OBJECTIVES:
a. In the discussion of live-in relationships, where was this edition of the Coffee Break held?
b. Pick up the discussion of live-in relationships right after Shikhar's last reply and keep it going.

READING TEXT:
════════════════════
WOW | Coffee Break
Live-in relationships are on the rise and while it is gaining acceptance in society, the question in remains whether it provides the same social and legal security as marriage? In this edition of the Coffee Break at Silver Oak Banquets, WOW discussed the pros and cons of a live-in relationships with five individuals from different backgrounds.
By: Anushka Shrestha
Photos: Ram Tandukar
Co-founder, My Emotions Matter
What is the first thought that comes to your mind when you think of a live-in relationship?
Bhawana: It would make me reflect on how strong the couple’s bond must be!
Anuj: Marriage is still not legal for queers in Nepal. So, a live-in relationship is the only option In 2013, The Supreme Court declared that people above 18 years can live together.
Anjita: The first thought that comes to my mind is freedom. To some extent, it’s a rebellious move against the established norms surrounding marriage.
Shikhar: I consider it a very healthy part of a relationship’s organic progression.
════════════════════
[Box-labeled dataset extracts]
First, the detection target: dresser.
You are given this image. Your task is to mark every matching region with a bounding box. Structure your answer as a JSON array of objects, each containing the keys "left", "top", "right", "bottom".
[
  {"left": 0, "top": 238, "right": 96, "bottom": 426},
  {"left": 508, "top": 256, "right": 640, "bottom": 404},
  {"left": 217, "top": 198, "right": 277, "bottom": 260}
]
════════════════════
THE RESULTS:
a. At Silver Oak Banquets.

b.
Ashlesha: Two people in love who have taken a concrete step towards building a life together. Only when you live with someone you truly understand the essence of being in a relationship. When your personal boundaries are challenged by your significant partner and having to overcome that friction is what truly defines a relationship.
What is your definition of marriage?
Bhawana: Marriage, for me, is a long-term commitment with a friend; you agree to honour each other’s needs so both of you can grow separately and move together towards a common goal.
Anuj: Marriage is a bond that is brought together by love in which two people unite socially, emotionally, legally, economically and physically.
Anjita: Marriage is about being in a meaningful relationship and creating a home together. The elaborate rituals of marriage are secondary, it is basically a way to get your relationship recognised and approved by society and law.
Shikhar: I think the traditional definition of marriage is simply an institution that codifies the couple’s commitment to each other in a form of public declaration. But I think the commitment between two people, regardless of the legalities and traditions around them, is what is most important. I don’t believe in the formal institution of marriage and the processions, but I believe in the commitment to living, growing and raising a family together.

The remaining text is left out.